*** Source data Section Begins ***
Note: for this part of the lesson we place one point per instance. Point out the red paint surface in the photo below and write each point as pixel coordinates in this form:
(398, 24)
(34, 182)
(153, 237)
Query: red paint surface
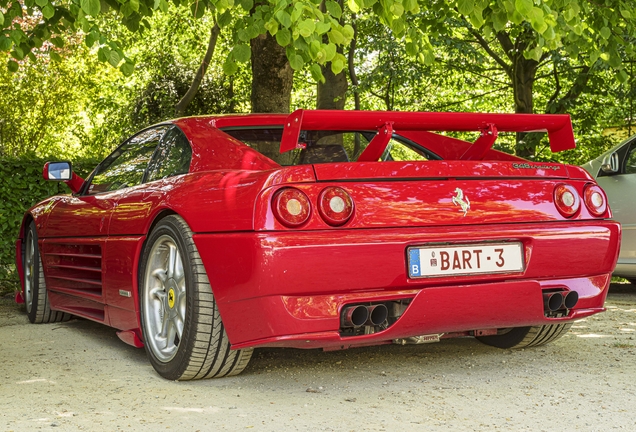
*** Source data Section Ends ***
§ **Exercise prompt**:
From the first line to the last, copy the records above exactly and drop any pictures.

§ **Solution**:
Note: for this part of the lesson we place one point per instance. Point out the red paint surface in the photo below and write each point as pixel coordinates in this form:
(398, 24)
(34, 182)
(153, 237)
Query: red paint surface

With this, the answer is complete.